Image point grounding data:
|---|

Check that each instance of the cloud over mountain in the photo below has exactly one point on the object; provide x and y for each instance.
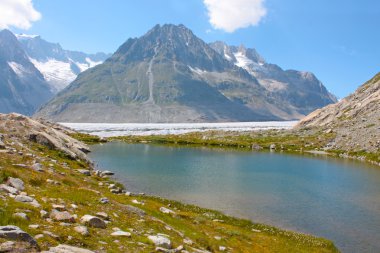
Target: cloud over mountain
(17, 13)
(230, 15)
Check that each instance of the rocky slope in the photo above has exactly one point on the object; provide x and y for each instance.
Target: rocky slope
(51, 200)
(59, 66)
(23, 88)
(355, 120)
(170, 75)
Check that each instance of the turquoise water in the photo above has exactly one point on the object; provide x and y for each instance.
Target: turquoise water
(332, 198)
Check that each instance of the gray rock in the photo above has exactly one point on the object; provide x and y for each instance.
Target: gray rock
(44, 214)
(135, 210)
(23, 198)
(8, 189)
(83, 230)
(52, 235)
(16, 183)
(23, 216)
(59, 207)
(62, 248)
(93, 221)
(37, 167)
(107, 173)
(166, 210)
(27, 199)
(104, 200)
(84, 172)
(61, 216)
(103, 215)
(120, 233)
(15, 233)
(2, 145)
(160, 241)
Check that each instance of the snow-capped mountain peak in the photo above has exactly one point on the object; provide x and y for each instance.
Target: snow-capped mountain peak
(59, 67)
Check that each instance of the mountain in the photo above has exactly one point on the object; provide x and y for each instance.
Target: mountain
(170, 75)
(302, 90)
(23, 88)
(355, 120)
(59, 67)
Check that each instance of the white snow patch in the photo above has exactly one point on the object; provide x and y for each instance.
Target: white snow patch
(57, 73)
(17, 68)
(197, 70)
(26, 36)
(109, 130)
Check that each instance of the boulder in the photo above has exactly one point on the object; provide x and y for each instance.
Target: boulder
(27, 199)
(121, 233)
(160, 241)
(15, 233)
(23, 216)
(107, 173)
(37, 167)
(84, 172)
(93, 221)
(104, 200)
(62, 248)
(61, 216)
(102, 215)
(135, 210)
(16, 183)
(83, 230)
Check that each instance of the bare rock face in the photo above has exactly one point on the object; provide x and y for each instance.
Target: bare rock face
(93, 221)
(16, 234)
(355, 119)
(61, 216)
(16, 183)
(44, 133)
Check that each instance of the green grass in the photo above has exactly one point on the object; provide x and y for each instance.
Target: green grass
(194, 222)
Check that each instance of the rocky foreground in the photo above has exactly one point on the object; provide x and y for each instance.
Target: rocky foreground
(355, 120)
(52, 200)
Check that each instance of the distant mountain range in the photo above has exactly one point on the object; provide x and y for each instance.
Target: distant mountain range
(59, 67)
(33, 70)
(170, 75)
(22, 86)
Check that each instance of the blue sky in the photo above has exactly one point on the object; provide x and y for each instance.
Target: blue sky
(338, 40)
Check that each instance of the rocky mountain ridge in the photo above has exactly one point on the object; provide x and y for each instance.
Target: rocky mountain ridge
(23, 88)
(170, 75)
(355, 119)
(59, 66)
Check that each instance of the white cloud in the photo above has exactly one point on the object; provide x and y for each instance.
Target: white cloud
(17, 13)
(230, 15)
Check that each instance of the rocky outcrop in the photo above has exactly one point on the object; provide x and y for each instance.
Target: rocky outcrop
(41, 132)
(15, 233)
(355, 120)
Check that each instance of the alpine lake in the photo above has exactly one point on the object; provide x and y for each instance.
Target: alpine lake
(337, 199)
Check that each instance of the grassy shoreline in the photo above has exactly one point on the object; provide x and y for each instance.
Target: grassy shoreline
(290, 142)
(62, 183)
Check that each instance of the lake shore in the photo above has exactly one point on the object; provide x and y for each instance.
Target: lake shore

|---|

Your objective: Without the images, write out all of the records exactly.

Written answer:
Check that each instance of the cloud over mountain in the photo below has exactly one point on the object; provide x and y for each instance.
Target: cloud over mountain
(17, 13)
(230, 15)
Check that each instance of the rocky slope in the photo above has exactly one point on the object; provide x and y for each instance.
Target: rocky slope
(51, 200)
(59, 66)
(23, 88)
(355, 120)
(170, 75)
Check that each instance of the turquoise water in the photo above has exactly one point on the object; provide x and y for each instance.
Target: turquoise water
(332, 198)
Check that each instance of the gray rock in the photo above has exactly one point on the object; provide x and y for each instance.
Target: gray rock
(44, 214)
(135, 210)
(23, 198)
(8, 189)
(83, 230)
(52, 235)
(16, 183)
(23, 216)
(59, 207)
(62, 248)
(93, 221)
(37, 167)
(107, 173)
(166, 210)
(27, 199)
(104, 200)
(84, 172)
(61, 216)
(103, 215)
(120, 233)
(15, 233)
(2, 145)
(160, 241)
Check that each instance of the snow-capped mountain peak in the photo above has exactly one point on the object; provide x and y for each instance.
Target: snow-capped mountain peak
(59, 67)
Check that each instance of the mountain in the photo above has exactly one point on the object; provide x and y for each instance.
Target: mountain
(170, 75)
(302, 90)
(23, 88)
(355, 120)
(59, 67)
Check that each instance of the white snow patch in the photo above has exactly one point on the object; provide x and y for each instance.
Target: white snow patch
(57, 73)
(17, 68)
(197, 70)
(26, 36)
(109, 130)
Check that each instance of the boulder in the photo above has exactly one point on the object; provide x and y for each instance.
Target: boulder
(27, 199)
(121, 233)
(160, 241)
(15, 233)
(23, 216)
(107, 173)
(37, 167)
(84, 172)
(93, 221)
(104, 200)
(62, 248)
(61, 216)
(102, 215)
(135, 210)
(16, 183)
(83, 230)
Check that each instance of the bare rock face in the photo above has exactly one point on the object; provide x and y for each instance.
Target: bare rock face
(93, 221)
(16, 234)
(355, 119)
(61, 216)
(16, 183)
(44, 133)
Check that each instance of the green grass in the photo above has exactly one point on the object; provide x and y for each instance.
Target: green grass
(194, 222)
Check that each instance of the rocky foreground in the photo above has exactly one point on the object; provide x and y for each instance.
Target: rocky foreground
(355, 120)
(52, 200)
Check that each instance of the distant mountain range in the photo above has exactly one point on the object; provide x and y for each instance.
Target: distant mountain range
(59, 67)
(33, 70)
(170, 75)
(22, 86)
Check that each instance of the blue sky in the photo above has exactly one point on the object; provide x and y for each instance.
Target: blue sky
(338, 40)
Check that each instance of the rocky mountain ridge in the photo above has exactly one point on the object; provide x and y for each instance.
Target: rocky mountain ridge
(23, 88)
(170, 75)
(355, 119)
(59, 66)
Check that each instance of the white cloud in the photo above has exactly one point on the object; provide x and y for each instance.
Target: white cloud
(17, 13)
(230, 15)
Check that each instance of the rocky outcrop in the photo above has exactly one point on the object; provide x and y for each instance.
Target: rocky outcrop
(41, 132)
(15, 233)
(355, 120)
Check that each instance of the alpine lake in the photo above has exactly one point on the object; provide x and y for each instance.
Target: alpine lake
(337, 199)
Check that each instance of the grassy shoreline in the photo above has exactly one point on the object; provide x and y for each instance.
Target: grassy shoreline
(290, 142)
(62, 183)
Check that each instance of the lake shore in the photo above has exactly one point on the object; provide x and y for each instance.
Target: lake shore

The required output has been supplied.